◆ **WHAT TO DO**
1. In the daily blog entries, how long was the production of Candide?
2. Write a continuation of the daily blog entries that picks up after their final sentence.

◆ **TEXT PASSAGE**
Saturday, September 29, 2018
260/365/Songs
Several
friends were in a production of the operetta Candide, and I went to see it, and I’d never seen it before, and I’m
glad I saw it, and it was odd and fun, plus Bernstein, plus some great talent, but
it was too long, 3.5 hours with intermission, and there were moments when I
wanted to scream Enough already!
Tuesday, September 25, 2018
259/365/Song
I
thought of Kim yesterday, and of Dayna Kurtz and her song “Invocation” (to the Muse). It rips my heart out every time. From
where I stand, it seems that the Muse always
lets Kim come home, and for that I’m grateful. This song is for all of you.
(Check out this Peter Mulvey cover
when you can. It’s fantastic.)
Wednesday, September 19, 2018
258/365/Dream
When
I first heard about Andrew Weil’s 4-7-8 breathing technique to help me get back to
sleep, I was skeptical, but in trying it, I find it often works.
(Unfortunately, sometimes I forget to try it.) It’s great for someone who wakes
up a lot. Watching this video again,
I realize I should be incorporating the practice into the day.
257/365/Dream
Sometimes I think I’m
not sleeping, but when I jar awake, I realize I must have been. Other times I
judge it this way: Was my brain watching something, taking it in, or was it controlling
what was happening? By controlling, I don’t mean lucid dreaming; I mean
churning its own stuff. Maybe a watching brain is a sleeping brain.
Tuesday, September 18, 2018
256/365/Song
One favorite minor-key song is Aerosmith’s “Walk This Way.” On Thursday, I
discovered that Jimmy Fallon performed his kids-instruments thing with them, which I loved, and I
posted it on Facebook. Three days later, a 2-years-ago memory post came up: “It's a
little scary how much I love ‘Walk This Way.’” Maybe especially in September.
Just give me a kiss.
255/365/Songs
If
it has a minor key and a beat, I will love it. I can almost guarantee this. Go
ahead. Name a song with a minor key and a beat. Any era. Renaissance. Punk.
Pop. Medieval. Rock. Old-timey. Go ahead, name one. I’ll wait. I mean, drop a
beat behind a Gregorian chant, and it’s booty shaking. Am I right?

◆ **PROVIDED MATERIAL**
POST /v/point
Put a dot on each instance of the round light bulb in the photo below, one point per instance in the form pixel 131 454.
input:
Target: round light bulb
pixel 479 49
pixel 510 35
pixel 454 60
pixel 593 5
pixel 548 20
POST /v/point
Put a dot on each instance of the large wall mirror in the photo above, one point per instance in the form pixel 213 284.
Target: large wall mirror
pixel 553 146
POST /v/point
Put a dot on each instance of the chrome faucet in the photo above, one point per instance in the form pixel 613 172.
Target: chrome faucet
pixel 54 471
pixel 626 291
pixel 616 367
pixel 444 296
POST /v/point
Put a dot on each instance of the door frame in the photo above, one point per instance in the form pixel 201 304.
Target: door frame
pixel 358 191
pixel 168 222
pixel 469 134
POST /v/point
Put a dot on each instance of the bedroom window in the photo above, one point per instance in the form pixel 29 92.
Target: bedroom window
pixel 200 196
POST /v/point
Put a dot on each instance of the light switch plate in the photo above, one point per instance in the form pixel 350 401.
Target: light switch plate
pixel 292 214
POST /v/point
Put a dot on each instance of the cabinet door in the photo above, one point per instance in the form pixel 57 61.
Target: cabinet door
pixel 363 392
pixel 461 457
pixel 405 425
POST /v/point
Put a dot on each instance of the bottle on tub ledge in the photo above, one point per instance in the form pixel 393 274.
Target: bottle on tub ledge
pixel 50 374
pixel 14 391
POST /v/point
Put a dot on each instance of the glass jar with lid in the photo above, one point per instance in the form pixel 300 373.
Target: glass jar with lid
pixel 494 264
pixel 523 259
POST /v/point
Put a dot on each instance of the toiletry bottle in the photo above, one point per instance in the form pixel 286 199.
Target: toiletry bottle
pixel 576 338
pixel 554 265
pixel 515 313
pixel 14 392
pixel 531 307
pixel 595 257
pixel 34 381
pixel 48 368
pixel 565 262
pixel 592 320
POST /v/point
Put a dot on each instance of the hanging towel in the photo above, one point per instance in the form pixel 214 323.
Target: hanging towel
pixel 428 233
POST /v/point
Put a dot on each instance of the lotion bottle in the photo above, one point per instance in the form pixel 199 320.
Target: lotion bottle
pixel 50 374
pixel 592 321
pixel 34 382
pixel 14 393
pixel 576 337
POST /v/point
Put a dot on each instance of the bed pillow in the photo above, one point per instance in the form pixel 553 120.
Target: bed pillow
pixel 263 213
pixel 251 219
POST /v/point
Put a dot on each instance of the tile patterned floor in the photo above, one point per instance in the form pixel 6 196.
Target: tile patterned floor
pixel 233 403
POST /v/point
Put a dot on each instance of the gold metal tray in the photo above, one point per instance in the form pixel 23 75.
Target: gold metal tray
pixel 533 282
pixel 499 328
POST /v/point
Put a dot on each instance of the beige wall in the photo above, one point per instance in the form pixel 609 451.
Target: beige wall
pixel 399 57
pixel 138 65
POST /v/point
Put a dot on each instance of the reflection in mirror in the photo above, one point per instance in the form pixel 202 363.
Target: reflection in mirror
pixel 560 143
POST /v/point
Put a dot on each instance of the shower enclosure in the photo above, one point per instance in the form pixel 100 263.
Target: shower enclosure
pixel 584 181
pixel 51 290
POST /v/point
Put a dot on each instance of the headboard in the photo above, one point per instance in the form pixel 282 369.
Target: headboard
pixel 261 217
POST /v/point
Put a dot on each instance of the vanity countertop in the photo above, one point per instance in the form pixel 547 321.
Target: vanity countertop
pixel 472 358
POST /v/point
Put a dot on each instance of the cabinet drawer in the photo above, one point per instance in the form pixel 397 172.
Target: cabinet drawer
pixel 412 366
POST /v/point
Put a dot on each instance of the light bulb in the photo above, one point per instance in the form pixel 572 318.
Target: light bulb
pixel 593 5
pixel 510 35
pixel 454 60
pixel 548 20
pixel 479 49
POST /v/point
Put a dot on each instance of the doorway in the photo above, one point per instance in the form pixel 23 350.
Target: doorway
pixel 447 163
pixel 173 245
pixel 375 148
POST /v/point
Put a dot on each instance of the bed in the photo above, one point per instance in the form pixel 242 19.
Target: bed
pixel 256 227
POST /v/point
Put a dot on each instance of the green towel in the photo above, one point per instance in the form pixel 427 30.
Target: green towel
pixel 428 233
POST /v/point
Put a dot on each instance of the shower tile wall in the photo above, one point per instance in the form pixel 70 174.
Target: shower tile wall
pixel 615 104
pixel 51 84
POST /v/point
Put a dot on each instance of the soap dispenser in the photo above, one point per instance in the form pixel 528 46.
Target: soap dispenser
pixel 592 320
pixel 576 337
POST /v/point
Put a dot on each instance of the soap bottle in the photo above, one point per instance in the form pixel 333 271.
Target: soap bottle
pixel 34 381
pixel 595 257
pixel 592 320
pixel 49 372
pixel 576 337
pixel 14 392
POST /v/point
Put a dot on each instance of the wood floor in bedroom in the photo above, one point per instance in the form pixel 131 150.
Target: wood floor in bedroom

◆ **TASK ANSWERS**
1. 3.5 hours with intermission.

2.
254/365/Songs
My parents must have
been afraid of silence, because when they weren’t talking, they were humming,
humming, humming all the time, often simultaneously, and it made me batshit
crazy and I didn’t want to be out in public with them and I don’t even think
they were aware of it but believe me I was and so was everyone else.
253/365/Dreams
I’ve had recurring
dreams (thematically, anyway, if not recurring in detail) of trying to get
together with former loves, not in a romantic way, but to catch up, to spend
time together, because we really cared about each other, after all, and I must
be traveling, because we are geographically close somehow, and yet we just keep
missing each other.
Monday, September 17, 2018
251/365/Song
I’m a fan of
reflexivity, so it’s no surprise that I think the greatest TV theme song ever is the one written for It’s Garry Shandling’s Show: “Garry called me up and asked if I would write his theme song. I’m
almost halfway finished. How do you like it so far? How do you like the theme
to Garry’s show?”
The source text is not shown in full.